A lighthearted style so heavy-handed that it threatens to overwhelm the senses? If such a thing is possible, French filmmaker Jean-Pierre Jeunet certainly embodies the oxymoron. That’s not a criticism of the man, mind you, but a testament to his single-minded ability to create films that are simultaneously bright and dark, cheerful and cruel, ugly and gorgeous.

Jeunet is one of those auteurs who needs no detailed introduction or explanation. One glance at his résumé and you know what you’re in for.
Delicatessen, The City of Lost Children, Alien: Resurrection, Amélie, A Very Long Engagement —each one serves as a self-contained example of the self-taught director’s trademark style of darkly whimsical, retro-futuristic urban fantasy. Few filmmakers (Terry Gilliam, certainly. Woody Allen, arguably. Martin Scorsese, mostly.) have produced as consistent and recognizable a body of work.

**SUPPLIED INFORMATION**
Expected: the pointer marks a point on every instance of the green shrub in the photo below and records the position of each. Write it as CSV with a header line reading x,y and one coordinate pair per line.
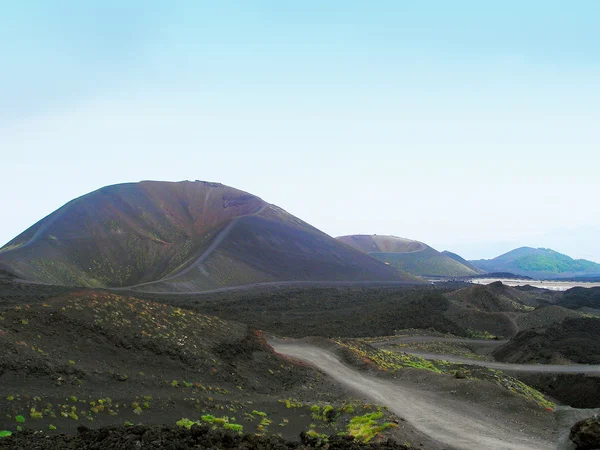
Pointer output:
x,y
233,427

**TASK TO CARRY OUT**
From the Jean-Pierre Jeunet text, repeat the part between "A lighthearted style" and "ugly and gorgeous.", inclusive, switching "oxymoron" for "paradox".

**OUTPUT OF THE EXERCISE**
A lighthearted style so heavy-handed that it threatens to overwhelm the senses? If such a thing is possible, French filmmaker Jean-Pierre Jeunet certainly embodies the paradox. That’s not a criticism of the man, mind you, but a testament to his single-minded ability to create films that are simultaneously bright and dark, cheerful and cruel, ugly and gorgeous.